• Exercise instructions:
Line by line, the entries below are to be reproduced unaltered.

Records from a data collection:
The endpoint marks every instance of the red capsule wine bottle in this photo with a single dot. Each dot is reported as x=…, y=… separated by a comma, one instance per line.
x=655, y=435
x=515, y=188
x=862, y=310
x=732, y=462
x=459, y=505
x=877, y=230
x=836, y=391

• Task solution:
The endpoint marks every instance of the red capsule wine bottle in this photo with a single dot. Each dot is reported as x=…, y=… separated by a comma, one instance per line.
x=655, y=435
x=515, y=188
x=862, y=310
x=732, y=462
x=459, y=505
x=877, y=230
x=836, y=391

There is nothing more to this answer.